▶ **What you are asked to do**: Rewrite the data below with every instance of "innermost point" replaced by "deepest interior point", keeping everything else the same.

▶ **Stored rows**:
******

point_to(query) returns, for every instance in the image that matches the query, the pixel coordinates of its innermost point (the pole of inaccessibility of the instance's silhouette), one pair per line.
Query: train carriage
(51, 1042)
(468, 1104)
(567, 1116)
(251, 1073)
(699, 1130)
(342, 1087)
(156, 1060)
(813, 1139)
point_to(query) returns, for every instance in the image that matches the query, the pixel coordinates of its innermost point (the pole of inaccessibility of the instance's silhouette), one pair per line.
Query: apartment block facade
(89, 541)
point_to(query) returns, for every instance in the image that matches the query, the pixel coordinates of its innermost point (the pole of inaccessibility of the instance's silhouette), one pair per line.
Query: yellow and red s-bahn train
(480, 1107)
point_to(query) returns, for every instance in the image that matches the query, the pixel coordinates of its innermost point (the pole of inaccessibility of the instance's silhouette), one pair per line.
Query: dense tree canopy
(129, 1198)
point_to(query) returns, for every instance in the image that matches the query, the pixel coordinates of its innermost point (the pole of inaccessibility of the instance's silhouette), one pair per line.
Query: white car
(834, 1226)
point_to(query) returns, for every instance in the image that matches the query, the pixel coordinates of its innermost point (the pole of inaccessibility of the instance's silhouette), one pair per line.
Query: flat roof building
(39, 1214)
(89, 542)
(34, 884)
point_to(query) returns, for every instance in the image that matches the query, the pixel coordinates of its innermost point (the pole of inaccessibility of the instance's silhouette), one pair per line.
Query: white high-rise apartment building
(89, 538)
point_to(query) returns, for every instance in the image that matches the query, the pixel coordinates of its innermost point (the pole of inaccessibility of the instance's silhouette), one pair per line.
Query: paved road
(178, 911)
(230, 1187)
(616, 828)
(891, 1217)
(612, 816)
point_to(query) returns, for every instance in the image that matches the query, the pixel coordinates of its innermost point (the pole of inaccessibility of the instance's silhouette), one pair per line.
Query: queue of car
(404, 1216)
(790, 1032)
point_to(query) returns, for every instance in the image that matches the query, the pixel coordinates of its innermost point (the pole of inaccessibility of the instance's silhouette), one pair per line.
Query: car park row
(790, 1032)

******

▶ **Final result**:
point_to(query) returns, for every instance in the image that matches the query, the pixel coordinates of its deepest interior point (the pole of inaccessibility of the instance's silhouette), one pair per line.
Query: train carriage
(51, 1042)
(468, 1104)
(567, 1116)
(251, 1073)
(699, 1130)
(342, 1087)
(156, 1060)
(813, 1139)
point_to(query) returns, for every instance in the image that matches the query, the pixel coordinates of its deepest interior point (the pole of inaccessibility of the instance's silhouette), one pair per line.
Query: apartment block facade
(89, 541)
point_to(query) returns, for every instance in the image that matches the query, the pixel coordinates of its deepest interior point (the pole of inaccessibility of the instance's silhouette), one pair per line.
Query: yellow and red s-bahn train
(480, 1107)
point_to(query) returns, for every instance in the image that matches the query, the pixel coordinates of its deepest interior point (the pole of inaccessibility of the instance's silhouette), one pair per line.
Query: dense tree canopy
(129, 1198)
point_to(query) returns, for every instance in the image that matches the query, the pixel coordinates of its deepest interior point (the pole of inaccessibility of the instance's silhouette), one pair per line.
Query: white car
(834, 1226)
point_to(query) returns, for every instance in the image that matches the query, the pixel coordinates of its deepest interior point (the pole of inaccessibility of the instance's silhouette), one pair per line.
Query: flat roof building
(39, 1214)
(89, 542)
(34, 884)
point_to(query) returns, for every instance in the image that matches the query, the pixel coordinates of its deepest interior point (the pole of inaccessibility of the instance's silhouette), one pair per line.
Query: white high-rise apartment building
(89, 538)
point_to(query) returns, for every instance in the image that matches the query, the pixel coordinates of its deepest interior point (the pole of inaccessibility of the instance's silhouette), one pair per line.
Query: paved road
(178, 911)
(230, 1187)
(616, 828)
(891, 1217)
(612, 816)
point_to(query) returns, for every instance in the image that matches the query, the pixel coordinates of its deepest interior point (the pole of inaccessibility of the instance's silhouette), one pair per line.
Query: queue of car
(404, 1216)
(790, 1032)
point_to(query) returns, for every instance in the image that matches the query, the pixel coordinates of its deepest interior point (the pole of inaccessibility of the instance's silhouette), one pair per line.
Query: car park row
(790, 1032)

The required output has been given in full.